=== Text ===
The current market rent of the lease shop determined by the specialist retail valuer is the current market rent of the shop and the rent payable under the lease for the rental period under the review.

Overturning a Specialist’s Retail Valuation

  1. The applicant is asking the Tribunal effectively to set aside the valuation provided by a Specialist Retail Valuer appointed under the Act. Generally, if a specialist valuer gives a valuation honestly and in good faith, the parties are bound by it even if a mistake is made. If there is a fundamental mistake, for example, if the expert reviews the wrong lease or the wrong property the valuation would not be in accordance with the lease (see for example Jones v Jones [1971] 1 WLR 840). But if the reviewer carries out the instructions in the lease, although these may be approached in different ways, there is no recourse (Jones v Sherwood Computer Services plc v Merost Pty Ltd (1988) 14 NSWLR 300 at 303 per Giles J). The purpose of the appointment of an expert is that there is special virtue in a simple, expressed valuation. The rationale behind this is that it is a matter of expert opinion and most difficult to prove that opinion is wrong.

  1. To what extent might the valuation have to be erroneous before it can be called into question?  The Tribunal is of the view that the expert had to depart from the instructions given in a material respect and the departure would have to materially affect the ultimate result.  The Tribunal does not accept that the mere attribution of too much or too little weight to matters might vitiate the opinion.

  2. Sheahan J in Mayne Nickless Ltd v Solomon [1980] Qd R 171 [at 178] in dictum, stated that he doubted whether speaking or non-speaking valuations made by a valuer chosen by the parties was impeachable for error or mistake and that if the mistake could be demonstrated by the party adversely affected, that party might have a remedy in damages against the valuer but nothing else.
=== Data listing ===
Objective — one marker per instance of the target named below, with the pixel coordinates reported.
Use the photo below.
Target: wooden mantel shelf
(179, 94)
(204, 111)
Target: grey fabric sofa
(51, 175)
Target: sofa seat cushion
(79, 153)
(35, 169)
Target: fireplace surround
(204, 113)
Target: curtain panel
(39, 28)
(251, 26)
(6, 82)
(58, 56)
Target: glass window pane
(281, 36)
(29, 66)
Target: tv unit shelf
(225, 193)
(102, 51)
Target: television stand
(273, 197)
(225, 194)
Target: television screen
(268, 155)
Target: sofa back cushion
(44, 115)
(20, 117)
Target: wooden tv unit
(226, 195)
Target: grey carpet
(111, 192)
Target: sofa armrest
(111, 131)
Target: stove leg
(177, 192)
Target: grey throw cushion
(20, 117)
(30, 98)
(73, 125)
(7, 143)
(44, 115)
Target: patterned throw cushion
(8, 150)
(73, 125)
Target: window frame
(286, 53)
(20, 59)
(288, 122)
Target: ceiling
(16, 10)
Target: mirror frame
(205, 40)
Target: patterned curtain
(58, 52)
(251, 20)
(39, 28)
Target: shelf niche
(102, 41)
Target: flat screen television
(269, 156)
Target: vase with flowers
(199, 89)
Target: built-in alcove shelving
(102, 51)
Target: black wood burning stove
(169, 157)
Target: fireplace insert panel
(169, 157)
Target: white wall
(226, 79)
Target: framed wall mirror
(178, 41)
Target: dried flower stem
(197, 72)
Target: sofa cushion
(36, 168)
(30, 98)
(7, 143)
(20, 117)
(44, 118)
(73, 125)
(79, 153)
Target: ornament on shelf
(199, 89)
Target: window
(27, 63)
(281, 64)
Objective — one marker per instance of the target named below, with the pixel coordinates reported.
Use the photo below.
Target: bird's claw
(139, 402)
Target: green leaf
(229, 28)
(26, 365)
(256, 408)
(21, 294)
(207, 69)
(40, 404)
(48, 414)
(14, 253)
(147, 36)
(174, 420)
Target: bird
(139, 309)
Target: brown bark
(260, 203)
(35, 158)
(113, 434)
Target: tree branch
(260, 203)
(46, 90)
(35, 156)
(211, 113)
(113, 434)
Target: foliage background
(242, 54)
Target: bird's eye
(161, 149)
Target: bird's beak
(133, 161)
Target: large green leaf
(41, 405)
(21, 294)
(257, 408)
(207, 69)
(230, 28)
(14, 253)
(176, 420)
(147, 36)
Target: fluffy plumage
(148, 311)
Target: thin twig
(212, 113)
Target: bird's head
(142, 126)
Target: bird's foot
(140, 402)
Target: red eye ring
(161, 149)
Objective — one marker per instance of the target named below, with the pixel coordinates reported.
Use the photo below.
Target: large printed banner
===
_What needs to be done_:
Resume the text on overturning a specialist retail valuation, starting right after its final sentence and keeping its tone.

_Task output_:
  3. Duncan in his book Commercial Leases in Australia Third edition on page 105 suggests the better view is that the operation of the rent review clause is subject to an implication that the expert should be seen to give due and proper weight to all relevant considerations which might thereupon the valuation.  This goes to relevance.

  1. The onus is clearly on the Applicant to provide evidence to impeach the valuation.  The two areas that have been chosen are: the inclusion of the cleaning outgoings in the calculation of market rental by Mr Sheehan; and the decision by Mr Sheehan to only make a nominal allowance in relation to rental for the use of licensed areas by the Respondent.

The evidence

  1. In addition to the written material contained on the Tribunal file, all of the parties attending the hearing were given the opportunity to express their views.  These views, where specifically relied upon by the Tribunal, are discussed below.  The parties prepared and exchanged affidavits and other material.  The Tribunal has taken these into account along with the oral testimony before the Tribunal.

Discussion of the evidence

  1. Mr Sheehan is an expert valuer who has been selected for the very purpose of deciding according to his own experience and examination the market rent for the Café (shop). Mr Sheehan’s evidence is that he is a Specialist Retail Valuer for the purposes of the Act and has some 30 years’ experience undertaking urban valuations. He consulted with parties and sought information from the Applicant about other leases in the centre. He also familiarised himself with the Valuation of J D Dodds Property Valuers (“J D Dodds”). He took all this information into account in making his Valuation.

  1. It is clear to the Tribunal that Mr Sheehan was well acquainted with the requirements of the Act and he prepared the Valuation following the requirements set out in sections 29 to 34 of the Act.

  1. The Applicant conceded that there were no issues with Mr Sheehan’s methodology in calculating the market rent.  Mr Smith the Chief Executive Officer for the Port Binnli Group advised the Tribunal that he had qualifications as a valuer.  He told the Tribunal that in his experience the difference between the valuations of J D Dodds and Mr Sheehan were not significant.  Under cross-examination he told the Tribunal that he had no strong objection to Mr Sheehan's valuation of $42,240 as the market rent.

  1. The issue for the Applicant is that Mr Sheehan in his valuation took into account cleaning that the Respondent is required to do to common areas and public toilets.  J D Dodds by contrast did not make any allowance for these outgoings as part of their valuation of market rental.  This difference is what is really in dispute between the parties.

  1. On page 14 of his report Mr Sheehan notes that the tenant is required to undertake cleaning of the public toilets; licensed areas; and the common area.  This is in addition to cleaning staff toilets.  The public toilets in the common area are outside of the cafe and licensed areas and that the licensed areas are open to the public.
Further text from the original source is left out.